(Data records)
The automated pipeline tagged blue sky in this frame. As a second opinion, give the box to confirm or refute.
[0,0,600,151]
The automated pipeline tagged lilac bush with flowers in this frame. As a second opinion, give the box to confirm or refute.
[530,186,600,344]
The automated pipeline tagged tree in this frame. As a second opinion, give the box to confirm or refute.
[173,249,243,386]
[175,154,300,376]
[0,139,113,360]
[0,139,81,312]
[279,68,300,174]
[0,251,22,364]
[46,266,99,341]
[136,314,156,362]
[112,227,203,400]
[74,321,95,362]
==
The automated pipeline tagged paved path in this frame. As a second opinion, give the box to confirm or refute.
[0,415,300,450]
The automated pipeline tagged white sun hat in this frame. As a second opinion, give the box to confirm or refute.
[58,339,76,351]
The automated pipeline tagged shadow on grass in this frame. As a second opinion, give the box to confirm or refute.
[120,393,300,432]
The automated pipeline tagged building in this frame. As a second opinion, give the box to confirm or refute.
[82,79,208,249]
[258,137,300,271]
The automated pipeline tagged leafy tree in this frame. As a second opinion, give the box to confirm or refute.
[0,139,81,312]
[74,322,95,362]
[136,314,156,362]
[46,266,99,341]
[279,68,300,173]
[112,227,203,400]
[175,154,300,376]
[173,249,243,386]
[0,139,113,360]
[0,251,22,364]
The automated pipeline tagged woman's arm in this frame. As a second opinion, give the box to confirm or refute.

Exercise instructions:
Convert everything from the line containing "The automated pipeline tagged paved" down to the line containing "The automated pipeline tagged woman's", both included, into a Markdown table with the columns Row and Line Text. Omit blank lines, and include only those lines.

Reply:
| Row | Line Text |
|---|---|
| 1 | The automated pipeline tagged paved path in this frame. As a second opinion, give the box to confirm or refute. |
| 2 | [0,415,300,450] |
| 3 | The automated pipeline tagged white sun hat in this frame. As a second opinion, give the box to confirm or refute. |
| 4 | [58,339,76,351] |
| 5 | The automated pipeline tagged shadow on grass in this frame. As a second opinion, give the box to confirm or refute. |
| 6 | [120,393,300,432] |
| 7 | The automated pipeline tagged building in this frame. As a second opinion, give the box to confirm or refute. |
| 8 | [82,79,208,249] |
| 9 | [258,137,300,271] |
| 10 | The automated pipeline tagged leafy tree in this frame. As a second opinion, give the box to confirm or refute. |
| 11 | [0,139,81,312] |
| 12 | [74,322,95,362] |
| 13 | [136,314,156,362] |
| 14 | [46,266,99,341] |
| 15 | [279,68,300,173] |
| 16 | [112,227,203,400] |
| 17 | [175,154,300,376] |
| 18 | [173,249,243,386] |
| 19 | [0,139,113,360] |
| 20 | [0,251,22,364] |
| 21 | The automated pipeline tagged woman's arm in this frame. As a second opinion, give the box to confirm or refute. |